Posted by on Apr 24th, 2010 and filed under TV. You can follow any responses to this entry through the RSS 2.0. You can leave a response or trackback to this entry

I was going to reserve judgement on the new Doctor till the end of this series, but last week’s episode was so weak I now feel the need to speak out just to break the jinx.

I suppose it didn’t help that the series opened on such a high. The critical buzzword on‘ The Eleventh Hour’ was ‘assured’, but I think it was the best introduction to a Doctor we’d ever had. New Who kingpin Steven Moffat wrote a brilliant setup that went light on plot to focus on establishing the character, and Matt Smith was so perfectly natural and yet so totally different to David Tennant that, by the end, I was convinced he was the best Doctor yet. I was wrong, of course, for reasons I’ll explain later, but the omens were that good.

This new Doctor, born so fully formed, seemed more mercurial and more brilliant than his predecessor, and the script hung gracefully on the kind of deft devices for which Moffat is reknown. Think of The Doctor’s DVD Easter Egg chit chat in ‘Blink’, the Vashtar Nerada and Data Ghosts in The Library, or the titular fireplace aboard the SS Madame de Pompadour. Here we had fish custard, an electric blue space snake spying on a lonely girl for a decade, and a smiley face carved in fruit to prove time travel.
..........
* STATED TASK A
Answer these from the post about the new Doctor:
(i) What critical buzzword does it say was used for 'The Eleventh Hour'?
(ii) Which actor does it name as the new Doctor?
(iii) What was carved in fruit to prove time travel?
The text and the records that follow it are unrelated material.
..........
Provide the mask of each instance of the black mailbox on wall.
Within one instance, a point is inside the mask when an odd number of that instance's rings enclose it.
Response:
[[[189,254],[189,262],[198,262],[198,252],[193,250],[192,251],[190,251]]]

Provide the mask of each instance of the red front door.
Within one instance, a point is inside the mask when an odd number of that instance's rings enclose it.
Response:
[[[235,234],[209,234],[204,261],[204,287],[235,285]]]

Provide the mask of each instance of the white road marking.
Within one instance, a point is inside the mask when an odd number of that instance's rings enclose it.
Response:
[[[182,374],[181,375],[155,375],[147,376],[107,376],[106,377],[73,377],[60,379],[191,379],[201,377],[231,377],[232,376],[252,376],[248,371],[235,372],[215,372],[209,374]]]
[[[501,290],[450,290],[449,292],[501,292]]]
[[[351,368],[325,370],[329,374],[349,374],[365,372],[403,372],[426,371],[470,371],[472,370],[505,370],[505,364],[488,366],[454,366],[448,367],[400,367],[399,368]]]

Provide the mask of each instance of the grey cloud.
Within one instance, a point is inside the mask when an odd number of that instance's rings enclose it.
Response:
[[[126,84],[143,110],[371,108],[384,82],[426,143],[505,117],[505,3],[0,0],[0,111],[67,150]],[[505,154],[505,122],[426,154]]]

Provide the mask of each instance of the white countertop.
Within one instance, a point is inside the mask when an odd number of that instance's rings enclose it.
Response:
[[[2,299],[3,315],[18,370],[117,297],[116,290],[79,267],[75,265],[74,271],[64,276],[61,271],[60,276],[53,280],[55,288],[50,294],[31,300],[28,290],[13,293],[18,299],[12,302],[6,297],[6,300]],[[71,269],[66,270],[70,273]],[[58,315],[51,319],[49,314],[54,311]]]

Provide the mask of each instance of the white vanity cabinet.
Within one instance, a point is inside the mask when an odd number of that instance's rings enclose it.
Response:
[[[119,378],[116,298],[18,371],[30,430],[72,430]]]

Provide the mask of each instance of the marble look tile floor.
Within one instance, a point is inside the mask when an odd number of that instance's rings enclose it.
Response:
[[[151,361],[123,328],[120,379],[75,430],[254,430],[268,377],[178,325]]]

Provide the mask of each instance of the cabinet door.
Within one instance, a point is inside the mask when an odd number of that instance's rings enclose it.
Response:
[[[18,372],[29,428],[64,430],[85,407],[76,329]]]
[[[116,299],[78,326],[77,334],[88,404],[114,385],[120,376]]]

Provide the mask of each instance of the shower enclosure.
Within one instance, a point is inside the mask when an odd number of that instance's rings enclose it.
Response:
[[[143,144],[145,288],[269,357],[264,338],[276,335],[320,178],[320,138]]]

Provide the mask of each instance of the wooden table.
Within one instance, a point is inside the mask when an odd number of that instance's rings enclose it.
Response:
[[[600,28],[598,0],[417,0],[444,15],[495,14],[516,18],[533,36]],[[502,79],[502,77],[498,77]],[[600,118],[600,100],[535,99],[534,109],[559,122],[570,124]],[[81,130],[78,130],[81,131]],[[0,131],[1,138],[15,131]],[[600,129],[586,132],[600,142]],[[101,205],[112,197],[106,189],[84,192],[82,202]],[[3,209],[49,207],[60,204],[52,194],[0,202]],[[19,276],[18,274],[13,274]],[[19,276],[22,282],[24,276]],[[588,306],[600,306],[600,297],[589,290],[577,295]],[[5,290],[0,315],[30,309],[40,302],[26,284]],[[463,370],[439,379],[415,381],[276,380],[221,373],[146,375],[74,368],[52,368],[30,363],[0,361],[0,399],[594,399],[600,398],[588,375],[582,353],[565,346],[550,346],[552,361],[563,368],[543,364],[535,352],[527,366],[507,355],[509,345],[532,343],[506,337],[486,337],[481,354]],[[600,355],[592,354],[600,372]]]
..........
* STATED TASK B
In the records, update the stretch from the line containing "Provide the mask of each instance of the white vanity" through the line containing "[[[119,378],[116,298],[18,371],[30,430],[72,430]]]" so that "vanity cabinet" becomes "bathroom cabinet", with nothing else changed. Return only those lines.

* FULL SOLUTION A
(i) 'Assured'
(ii) Matt Smith
(iii) A smiley face

* FULL SOLUTION B
Provide the mask of each instance of the white bathroom cabinet.
Within one instance, a point is inside the mask when an odd number of that instance's rings enclose it.
Response:
[[[119,378],[116,298],[18,371],[30,430],[72,430]]]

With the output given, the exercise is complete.